--- START OF SOURCE PASSAGE ---
Podcast Brunch Club

REGRET: July 2025 podcast playlist

Podcast Brunch Club playlist: Regret. It's like book club, but for podcasts.

Delve into the complex and often painful experience of regret and hear from experts who study it. Each episode explores how regret shapes our lives, decisions, and relationships through deeply personal stories, expert insights, and reflective conversations. From poignant tales of missed opportunities to interviews with psychologists on the science behind regret, this collection invites listeners to reflect on their lives and the moments that haunt them.

This playlist was curated with help from Jules, a member of the Chicago chapter.

Podcast Playlist on REGRET

Get the full playlist on your podcast player of choice using these platforms:

This Month’s Podcast Playlist Running List of PBC Podcast Playlists
Listen Notes | Spotify Listen Notes | Spotify

 
Hidden Brain: “You 2.0: Regrets, I have a few…” (August 2021, 29 min)
We all have regrets. By some estimates, regret is one of the most common emotions we experience in our daily lives. In the final episode of our You 2.0 series, we bring you a favorite interview with Amy Summerville, the former head of the Regret Lab at Miami University in Ohio. After years of studying this emotion, she says she’s learned something that may seem counterintuitive: regret doesn’t always have to be a negative force in our lives.
Nudge: “Dan Pink: “Here’s what you’ll regret when you’re older”” (September 2022, 32 min)
There’s one thing that almost all of us will regret. And we regret it more and more as we get older. In this episode with Dan Pink, author of NYT bestsellers Drive and When, we chat about regret, why you should have a bias for action and the world’s most regretful world-record holder. Oh, and you’ll learn why your gut instinct is statistically more likely to be wrong.
Heavyweight: “#18 Sven” (October 2018, 33 min)
Sven was on a jury that sentenced a man named Paul Storey to death. He’s regretted it ever since. Then, eight years later, Sven gets an email from Paul’s mother.
Happier with Gretchen Rubin: “440: Very Special Episode: We Talk About Regret—Our Own Regrets and Listeners’ Regrets” (July 2023, 38 min)
This episode explores the subject of regret. We talk about the
most common categories of regrets and why reflecting on regret can help us make our lives happier. We share some of our own regrets, and also listeners’ regrets.
Reply All: “#143 Permanent Record” (June 2019, 58 min)
This week, the most humiliating, unfortunate and regrettable things on the internet that simply will not come down. Also: the father who scours the internet for lost memories.
Bonus podcast episodes:

  • Mindset Mentor: “The Regrets of the Dying” (June 2025, 17 min)
    Have you ever wondered what people regret most at the end of their lives? In today’s episode, I dive into the five most common regrets of the dying. I’ll share how these powerful lessons can help you avoid your own regrets and start living a life that’s true to you.
--- END OF SOURCE PASSAGE ---
--- START OF SUPPLIED INFORMATION ---
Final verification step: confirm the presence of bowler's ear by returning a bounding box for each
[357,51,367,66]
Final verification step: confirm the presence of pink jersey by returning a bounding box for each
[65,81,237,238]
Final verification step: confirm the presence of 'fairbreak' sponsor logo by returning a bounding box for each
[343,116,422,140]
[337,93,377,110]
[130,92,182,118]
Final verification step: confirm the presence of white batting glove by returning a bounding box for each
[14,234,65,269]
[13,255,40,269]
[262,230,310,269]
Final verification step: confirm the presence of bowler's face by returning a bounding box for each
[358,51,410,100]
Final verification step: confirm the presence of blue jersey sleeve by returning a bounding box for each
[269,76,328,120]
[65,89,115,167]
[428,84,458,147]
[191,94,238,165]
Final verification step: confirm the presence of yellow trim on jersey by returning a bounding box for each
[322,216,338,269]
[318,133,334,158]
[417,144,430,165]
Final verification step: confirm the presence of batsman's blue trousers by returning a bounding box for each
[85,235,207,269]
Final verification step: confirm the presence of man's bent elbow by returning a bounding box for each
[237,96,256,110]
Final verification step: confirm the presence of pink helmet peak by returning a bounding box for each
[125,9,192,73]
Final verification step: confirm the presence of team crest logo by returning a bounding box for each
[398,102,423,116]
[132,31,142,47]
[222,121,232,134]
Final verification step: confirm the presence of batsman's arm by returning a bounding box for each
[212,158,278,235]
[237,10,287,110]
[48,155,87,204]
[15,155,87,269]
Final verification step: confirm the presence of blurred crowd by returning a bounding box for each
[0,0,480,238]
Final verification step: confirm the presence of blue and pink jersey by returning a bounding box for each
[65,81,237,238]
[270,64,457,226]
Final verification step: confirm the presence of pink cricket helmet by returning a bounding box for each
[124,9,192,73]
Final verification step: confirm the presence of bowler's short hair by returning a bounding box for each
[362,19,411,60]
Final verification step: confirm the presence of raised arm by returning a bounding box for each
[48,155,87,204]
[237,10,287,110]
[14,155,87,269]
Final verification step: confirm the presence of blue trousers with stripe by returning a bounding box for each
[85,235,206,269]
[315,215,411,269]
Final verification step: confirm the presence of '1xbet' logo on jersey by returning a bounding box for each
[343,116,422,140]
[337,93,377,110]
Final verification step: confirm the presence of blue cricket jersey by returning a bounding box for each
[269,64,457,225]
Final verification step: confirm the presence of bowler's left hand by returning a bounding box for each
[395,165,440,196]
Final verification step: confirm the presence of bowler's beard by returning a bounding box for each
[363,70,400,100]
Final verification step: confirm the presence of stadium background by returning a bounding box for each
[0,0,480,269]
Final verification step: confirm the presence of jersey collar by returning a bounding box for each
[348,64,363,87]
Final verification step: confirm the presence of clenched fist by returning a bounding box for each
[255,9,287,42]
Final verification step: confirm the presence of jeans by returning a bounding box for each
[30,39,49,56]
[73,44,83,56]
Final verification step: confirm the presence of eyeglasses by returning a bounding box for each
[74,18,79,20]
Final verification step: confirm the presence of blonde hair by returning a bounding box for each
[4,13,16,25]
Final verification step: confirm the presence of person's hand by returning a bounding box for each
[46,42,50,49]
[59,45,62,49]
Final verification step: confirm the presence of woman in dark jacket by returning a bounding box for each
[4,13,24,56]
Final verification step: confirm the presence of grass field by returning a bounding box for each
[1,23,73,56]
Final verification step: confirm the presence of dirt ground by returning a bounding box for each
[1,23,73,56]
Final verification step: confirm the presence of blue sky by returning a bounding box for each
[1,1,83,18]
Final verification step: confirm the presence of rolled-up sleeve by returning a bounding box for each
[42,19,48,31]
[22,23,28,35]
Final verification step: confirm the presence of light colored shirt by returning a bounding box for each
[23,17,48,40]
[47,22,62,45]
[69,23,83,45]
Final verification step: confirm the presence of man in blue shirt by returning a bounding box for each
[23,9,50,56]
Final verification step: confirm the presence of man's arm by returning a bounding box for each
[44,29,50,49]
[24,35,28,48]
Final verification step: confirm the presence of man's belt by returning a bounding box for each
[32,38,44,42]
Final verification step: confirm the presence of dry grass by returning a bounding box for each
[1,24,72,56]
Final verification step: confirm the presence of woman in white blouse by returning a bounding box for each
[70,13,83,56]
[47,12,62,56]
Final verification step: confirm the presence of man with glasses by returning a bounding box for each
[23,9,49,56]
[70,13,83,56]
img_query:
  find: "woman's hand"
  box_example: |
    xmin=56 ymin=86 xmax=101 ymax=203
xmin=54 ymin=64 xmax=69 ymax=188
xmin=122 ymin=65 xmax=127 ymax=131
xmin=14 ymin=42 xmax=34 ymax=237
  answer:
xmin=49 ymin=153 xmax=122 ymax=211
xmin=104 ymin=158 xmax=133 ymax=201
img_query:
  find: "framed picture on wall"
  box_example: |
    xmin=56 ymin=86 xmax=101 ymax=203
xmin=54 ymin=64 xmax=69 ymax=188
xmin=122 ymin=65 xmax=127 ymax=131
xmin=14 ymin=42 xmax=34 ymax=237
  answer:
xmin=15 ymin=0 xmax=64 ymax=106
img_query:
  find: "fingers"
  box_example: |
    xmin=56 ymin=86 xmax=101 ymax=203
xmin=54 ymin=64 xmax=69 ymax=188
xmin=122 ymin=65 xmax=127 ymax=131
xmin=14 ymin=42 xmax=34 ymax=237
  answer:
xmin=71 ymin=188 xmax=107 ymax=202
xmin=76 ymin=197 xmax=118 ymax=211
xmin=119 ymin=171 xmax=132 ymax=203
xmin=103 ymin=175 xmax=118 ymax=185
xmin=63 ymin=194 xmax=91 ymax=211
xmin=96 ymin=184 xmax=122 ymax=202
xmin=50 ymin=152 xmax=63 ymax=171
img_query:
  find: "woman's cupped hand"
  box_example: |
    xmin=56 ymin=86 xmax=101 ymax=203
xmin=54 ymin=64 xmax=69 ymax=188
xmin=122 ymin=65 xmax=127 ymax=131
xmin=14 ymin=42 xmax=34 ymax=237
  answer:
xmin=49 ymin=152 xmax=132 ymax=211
--- END OF SUPPLIED INFORMATION ---
BRIEF 1 ▸
Using the regret podcast playlist, decide whether each statement agrees with it. Answer yes or no, and quote the words that settle it.
(a) Someone from the Chicago chapter helped put the playlist together.
(b) The Heavyweight episode is longer than the Reply All episode.
(c) Amy Summerville still heads the Regret Lab at Miami University.
BRIEF 2 ▸ Carry the regret podcast playlist forward from its last line, keeping the same style.

FINAL ANSWER 1 ▸
(a) Yes: "This playlist was curated with help from Jules, a member of the Chicago chapter."
(b) No: Heavyweight is listed as "(October 2018, 33 min)" and Reply All as "(June 2019, 58 min)."
(c) No: she is "the former head of the Regret Lab at Miami University in Ohio."

FINAL ANSWER 2 ▸
  • Overthink: “Regret” (July 2023, 55 min)
    Coulda, woulda, shoulda… In Overthink’s long-awaited epsiode 82, David and Ellie fret over the meaning of regret, in everything from life-altering career decisions to sloppy teenage breakups. They consider the usefulness of regret — if it has one at all — and explore its relation to a life well lived, investigating its philosophical lineage from Confucius and Aristotle to today. Can 20-year-olds regret? Can dogs? Is regret ever rational? And, when does remorse turn into existential despair?
  • Help Me Be Me: “Ep 212: Self-forgiveness – Releasing a regret you are holding onto” (December 2023, 48 min)
    This is for anyone who is holding onto a regret or pain that affects their identity in the present: something that you do not want to take into the new year. When something is bugging us about the past, we are really just pausing a part of the present and living through a warped memory. Sometimes that is because we feel that this will somehow give us what we deserve, like an unconscious act of penance. And sometimes it’s because we are twitching around this thing– almost like a muscle spasm. When we just can’t seem to face a regret in an objective and open way, we cannot process and release it.
  • Nudge: “Dan Pink: “No regrets? That’s bullsh*t”” (September 2022, 28 min)
    Three types of people live a life of no regret. Children, the mentally ill, and liars. 99% of us have regret, but for good reason. Regrets help us. Today, Dan Pink, best-selling author of Drive and When, explains why regrets are good for you, how to negotiate better, and the golden rule for living a happier life.

Conversation Starter Questions:

  1. What’s one regret you’re comfortable sharing—and how has your perspective on it changed over time?
  2. Do you think regret can be a useful emotion, or should we try to let go of it entirely? Why?
  3. Which do you find yourself regretting more: things you did or things you didn’t do? Why do you think that is?
  4. In Happier, Gretchen Rubin talks about “category regrets”—relationships, education, travel, etc. Which category seems to hold the most weight for you?
  5. How do you define the difference between guilt and regret? Did any episode shift or clarify that definition for you?
  6. Hidden Brain introduces the idea that we often distort memories when we regret. Have you ever realized a regret wasn’t as clear-cut as you once thought?
  7. After listening to these episodes, do you feel more motivated to take action now to avoid future regret? If so, what’s one thing you want to do differently?
  8. How do culture, age, or personality shape the way people experience and express regret? Which episodes offered perspectives you hadn’t considered before?